:: INFORMATION SHOWN ::

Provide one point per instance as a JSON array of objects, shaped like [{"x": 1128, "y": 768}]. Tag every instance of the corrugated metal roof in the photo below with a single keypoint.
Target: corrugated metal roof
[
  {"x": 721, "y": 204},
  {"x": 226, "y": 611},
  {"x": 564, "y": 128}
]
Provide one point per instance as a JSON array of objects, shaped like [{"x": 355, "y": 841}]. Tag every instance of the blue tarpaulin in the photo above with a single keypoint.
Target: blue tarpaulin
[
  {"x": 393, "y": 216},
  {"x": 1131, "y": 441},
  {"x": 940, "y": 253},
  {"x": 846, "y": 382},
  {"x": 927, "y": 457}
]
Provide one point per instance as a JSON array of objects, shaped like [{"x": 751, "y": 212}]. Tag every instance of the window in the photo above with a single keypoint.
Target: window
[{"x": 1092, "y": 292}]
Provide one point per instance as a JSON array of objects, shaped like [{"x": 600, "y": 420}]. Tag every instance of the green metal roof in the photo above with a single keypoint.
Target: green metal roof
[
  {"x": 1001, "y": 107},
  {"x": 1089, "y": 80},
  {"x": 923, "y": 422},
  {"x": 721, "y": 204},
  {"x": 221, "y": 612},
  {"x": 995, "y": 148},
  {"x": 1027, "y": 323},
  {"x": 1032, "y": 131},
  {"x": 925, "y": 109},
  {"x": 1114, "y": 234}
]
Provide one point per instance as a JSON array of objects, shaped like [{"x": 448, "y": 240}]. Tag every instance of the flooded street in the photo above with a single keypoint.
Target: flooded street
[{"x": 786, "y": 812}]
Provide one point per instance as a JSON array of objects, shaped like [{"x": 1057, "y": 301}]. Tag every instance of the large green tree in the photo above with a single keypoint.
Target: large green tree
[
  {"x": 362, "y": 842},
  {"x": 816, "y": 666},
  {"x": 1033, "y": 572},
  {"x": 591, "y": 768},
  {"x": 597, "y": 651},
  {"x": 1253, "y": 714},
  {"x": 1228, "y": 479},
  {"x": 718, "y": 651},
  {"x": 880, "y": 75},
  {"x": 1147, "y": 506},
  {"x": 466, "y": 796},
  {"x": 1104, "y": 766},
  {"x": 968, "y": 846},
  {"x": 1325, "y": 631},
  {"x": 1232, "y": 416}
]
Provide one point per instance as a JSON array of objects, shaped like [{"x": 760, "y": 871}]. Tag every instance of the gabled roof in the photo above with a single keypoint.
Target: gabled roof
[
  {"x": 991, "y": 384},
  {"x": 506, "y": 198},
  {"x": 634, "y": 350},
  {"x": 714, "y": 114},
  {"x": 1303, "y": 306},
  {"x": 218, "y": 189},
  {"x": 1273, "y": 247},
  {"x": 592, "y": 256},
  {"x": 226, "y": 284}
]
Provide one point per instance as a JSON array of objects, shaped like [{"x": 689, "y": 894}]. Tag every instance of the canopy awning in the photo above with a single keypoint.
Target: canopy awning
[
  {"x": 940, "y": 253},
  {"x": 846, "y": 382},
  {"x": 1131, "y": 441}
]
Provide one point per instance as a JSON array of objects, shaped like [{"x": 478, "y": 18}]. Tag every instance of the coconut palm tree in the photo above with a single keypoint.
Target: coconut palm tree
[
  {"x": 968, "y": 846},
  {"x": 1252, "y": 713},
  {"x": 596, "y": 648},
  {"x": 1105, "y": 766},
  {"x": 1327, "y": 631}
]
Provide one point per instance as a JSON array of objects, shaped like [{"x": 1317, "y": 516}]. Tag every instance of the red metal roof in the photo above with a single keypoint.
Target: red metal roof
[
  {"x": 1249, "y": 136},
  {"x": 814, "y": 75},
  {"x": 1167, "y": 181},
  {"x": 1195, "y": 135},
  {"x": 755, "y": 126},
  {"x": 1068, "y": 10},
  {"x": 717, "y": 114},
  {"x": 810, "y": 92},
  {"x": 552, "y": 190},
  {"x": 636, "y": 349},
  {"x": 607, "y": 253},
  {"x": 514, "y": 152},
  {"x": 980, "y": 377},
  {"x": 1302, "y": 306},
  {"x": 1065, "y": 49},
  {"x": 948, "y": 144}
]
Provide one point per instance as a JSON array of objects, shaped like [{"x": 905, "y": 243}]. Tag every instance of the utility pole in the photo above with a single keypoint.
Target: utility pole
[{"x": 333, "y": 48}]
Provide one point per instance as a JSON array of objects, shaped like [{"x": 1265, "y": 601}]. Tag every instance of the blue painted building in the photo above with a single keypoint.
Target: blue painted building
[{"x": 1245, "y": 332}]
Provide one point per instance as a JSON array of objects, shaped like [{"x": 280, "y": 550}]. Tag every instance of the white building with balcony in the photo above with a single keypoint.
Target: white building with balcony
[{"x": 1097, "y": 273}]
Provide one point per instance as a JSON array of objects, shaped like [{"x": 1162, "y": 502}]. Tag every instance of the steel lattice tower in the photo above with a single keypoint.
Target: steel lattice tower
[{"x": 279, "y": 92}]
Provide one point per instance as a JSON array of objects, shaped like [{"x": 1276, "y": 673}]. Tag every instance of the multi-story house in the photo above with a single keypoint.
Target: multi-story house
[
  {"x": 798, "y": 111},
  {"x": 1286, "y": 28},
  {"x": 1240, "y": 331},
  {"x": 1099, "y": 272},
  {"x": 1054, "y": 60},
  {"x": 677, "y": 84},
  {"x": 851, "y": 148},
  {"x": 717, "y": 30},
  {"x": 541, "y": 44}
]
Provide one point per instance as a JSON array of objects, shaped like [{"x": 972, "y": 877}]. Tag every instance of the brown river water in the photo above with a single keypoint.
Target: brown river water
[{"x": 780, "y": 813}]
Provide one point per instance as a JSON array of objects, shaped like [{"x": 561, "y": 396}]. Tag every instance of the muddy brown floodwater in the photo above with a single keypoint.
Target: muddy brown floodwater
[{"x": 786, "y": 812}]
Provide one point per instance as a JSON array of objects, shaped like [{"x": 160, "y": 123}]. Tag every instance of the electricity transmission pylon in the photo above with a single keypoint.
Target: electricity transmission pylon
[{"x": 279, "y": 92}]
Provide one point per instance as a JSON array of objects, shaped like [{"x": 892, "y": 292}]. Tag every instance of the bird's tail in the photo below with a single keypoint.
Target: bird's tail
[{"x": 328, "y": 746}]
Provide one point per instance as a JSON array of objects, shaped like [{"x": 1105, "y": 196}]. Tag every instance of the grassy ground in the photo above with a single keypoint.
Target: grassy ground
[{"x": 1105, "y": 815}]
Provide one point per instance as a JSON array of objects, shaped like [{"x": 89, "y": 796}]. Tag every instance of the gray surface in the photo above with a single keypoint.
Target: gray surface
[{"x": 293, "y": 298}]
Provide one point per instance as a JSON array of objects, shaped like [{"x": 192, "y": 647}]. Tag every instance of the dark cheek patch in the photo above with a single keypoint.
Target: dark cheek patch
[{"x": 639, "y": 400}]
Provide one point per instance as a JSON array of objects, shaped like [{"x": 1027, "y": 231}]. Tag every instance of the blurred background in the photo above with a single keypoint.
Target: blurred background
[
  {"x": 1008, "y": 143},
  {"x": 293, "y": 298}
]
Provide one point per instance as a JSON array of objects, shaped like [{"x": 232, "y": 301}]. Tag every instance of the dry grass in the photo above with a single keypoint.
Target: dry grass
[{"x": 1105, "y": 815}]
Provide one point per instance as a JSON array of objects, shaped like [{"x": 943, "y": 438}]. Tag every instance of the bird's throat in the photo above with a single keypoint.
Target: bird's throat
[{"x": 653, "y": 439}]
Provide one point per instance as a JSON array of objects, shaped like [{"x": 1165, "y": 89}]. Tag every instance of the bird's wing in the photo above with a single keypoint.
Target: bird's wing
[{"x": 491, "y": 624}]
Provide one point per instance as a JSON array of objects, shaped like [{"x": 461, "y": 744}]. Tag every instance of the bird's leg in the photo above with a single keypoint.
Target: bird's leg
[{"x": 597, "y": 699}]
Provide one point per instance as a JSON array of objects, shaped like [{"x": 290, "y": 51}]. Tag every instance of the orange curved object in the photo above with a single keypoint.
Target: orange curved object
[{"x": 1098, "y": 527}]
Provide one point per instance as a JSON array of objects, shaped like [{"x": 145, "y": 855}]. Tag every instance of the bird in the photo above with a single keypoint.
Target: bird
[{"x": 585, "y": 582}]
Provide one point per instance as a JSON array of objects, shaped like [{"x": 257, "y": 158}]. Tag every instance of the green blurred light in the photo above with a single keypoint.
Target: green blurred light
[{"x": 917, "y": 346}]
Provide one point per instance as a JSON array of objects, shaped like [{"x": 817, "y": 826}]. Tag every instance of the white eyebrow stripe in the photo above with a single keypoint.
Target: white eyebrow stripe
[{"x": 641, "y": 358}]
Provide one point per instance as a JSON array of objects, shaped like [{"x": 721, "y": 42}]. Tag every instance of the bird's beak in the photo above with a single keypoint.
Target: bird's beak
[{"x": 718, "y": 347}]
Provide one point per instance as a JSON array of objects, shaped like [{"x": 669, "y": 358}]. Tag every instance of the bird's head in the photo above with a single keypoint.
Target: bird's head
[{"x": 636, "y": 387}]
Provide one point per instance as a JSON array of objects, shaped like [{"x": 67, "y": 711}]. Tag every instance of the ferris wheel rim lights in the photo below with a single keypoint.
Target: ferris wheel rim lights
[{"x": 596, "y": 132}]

:::

▸ **INSTRUCTIONS TO FOLLOW**: Copy the listing character for character, starting at the line that contains "of the ferris" and continuing to the end of the listing.

▸ **WRITTEN RESPONSE**:
Provide one point per instance as a JSON array of objects, shaped like [{"x": 67, "y": 711}]. Tag every instance of the ferris wheel rim lights in the photo below with a single keypoint.
Target: ferris wheel rim lights
[{"x": 596, "y": 132}]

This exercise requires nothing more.